**Exercise instructions**
Recast the stretch from the line containing "segment --target tall" through the line containing "[[236,113],[241,142],[256,146],[256,112],[241,111]]" as a JSON list of strings, one string per line, leaving out any blank lines.

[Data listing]

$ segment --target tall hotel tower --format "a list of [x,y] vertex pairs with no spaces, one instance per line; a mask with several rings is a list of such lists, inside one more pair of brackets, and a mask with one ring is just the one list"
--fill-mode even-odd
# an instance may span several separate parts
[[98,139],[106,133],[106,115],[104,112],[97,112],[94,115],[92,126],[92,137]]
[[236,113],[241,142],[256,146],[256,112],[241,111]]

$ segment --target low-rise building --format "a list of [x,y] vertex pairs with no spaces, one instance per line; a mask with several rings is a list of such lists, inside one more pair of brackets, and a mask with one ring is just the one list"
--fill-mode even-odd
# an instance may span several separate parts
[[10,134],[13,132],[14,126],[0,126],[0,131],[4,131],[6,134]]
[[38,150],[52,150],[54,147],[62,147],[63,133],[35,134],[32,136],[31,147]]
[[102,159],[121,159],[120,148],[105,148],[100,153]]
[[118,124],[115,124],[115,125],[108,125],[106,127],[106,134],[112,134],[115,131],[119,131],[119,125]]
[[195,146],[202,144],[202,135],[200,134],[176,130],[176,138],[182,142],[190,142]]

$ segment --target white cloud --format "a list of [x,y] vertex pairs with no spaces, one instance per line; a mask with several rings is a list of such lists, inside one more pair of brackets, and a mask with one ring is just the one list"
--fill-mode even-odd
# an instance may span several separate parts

---

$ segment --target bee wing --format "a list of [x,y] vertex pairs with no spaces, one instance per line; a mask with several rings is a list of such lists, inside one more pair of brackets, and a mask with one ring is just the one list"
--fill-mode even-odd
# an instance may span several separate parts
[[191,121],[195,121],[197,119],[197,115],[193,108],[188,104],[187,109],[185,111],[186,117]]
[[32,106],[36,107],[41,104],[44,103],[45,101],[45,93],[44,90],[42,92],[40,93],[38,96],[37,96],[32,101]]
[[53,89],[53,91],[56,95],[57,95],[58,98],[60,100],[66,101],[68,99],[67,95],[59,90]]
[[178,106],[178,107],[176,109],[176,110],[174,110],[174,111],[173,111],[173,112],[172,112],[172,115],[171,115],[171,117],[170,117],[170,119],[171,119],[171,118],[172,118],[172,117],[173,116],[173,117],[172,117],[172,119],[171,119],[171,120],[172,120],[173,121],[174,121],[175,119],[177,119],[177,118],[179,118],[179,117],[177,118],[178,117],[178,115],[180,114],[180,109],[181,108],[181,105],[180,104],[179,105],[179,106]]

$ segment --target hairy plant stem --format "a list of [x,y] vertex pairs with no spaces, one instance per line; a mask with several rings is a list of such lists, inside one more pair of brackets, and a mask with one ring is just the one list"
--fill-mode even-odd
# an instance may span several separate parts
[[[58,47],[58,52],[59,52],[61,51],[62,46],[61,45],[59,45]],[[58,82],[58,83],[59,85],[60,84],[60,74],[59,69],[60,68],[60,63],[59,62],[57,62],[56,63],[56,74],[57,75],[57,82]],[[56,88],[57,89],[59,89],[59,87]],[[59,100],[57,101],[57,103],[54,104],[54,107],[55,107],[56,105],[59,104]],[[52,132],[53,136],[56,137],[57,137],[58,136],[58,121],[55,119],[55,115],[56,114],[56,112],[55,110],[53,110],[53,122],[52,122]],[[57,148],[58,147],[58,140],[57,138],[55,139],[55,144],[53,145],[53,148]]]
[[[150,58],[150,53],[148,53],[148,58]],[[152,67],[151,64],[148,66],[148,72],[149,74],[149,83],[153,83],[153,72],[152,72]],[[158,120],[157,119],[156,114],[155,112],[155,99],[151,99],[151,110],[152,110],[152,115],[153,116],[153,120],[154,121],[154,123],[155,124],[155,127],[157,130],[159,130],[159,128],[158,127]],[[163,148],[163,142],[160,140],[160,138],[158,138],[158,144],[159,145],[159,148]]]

**Answer to this problem**
[
  "$ segment --target tall hotel tower --format \"a list of [x,y] vertex pairs with no spaces, one instance per line; a mask with several rings is a list of such lists, inside one more pair of brackets, and a mask with one ring is just the one list\"",
  "--fill-mode even-odd",
  "# an instance may span several separate parts",
  "[[98,139],[106,133],[106,115],[104,112],[97,112],[94,115],[92,126],[92,137]]",
  "[[236,113],[241,142],[256,146],[256,112],[241,111]]"
]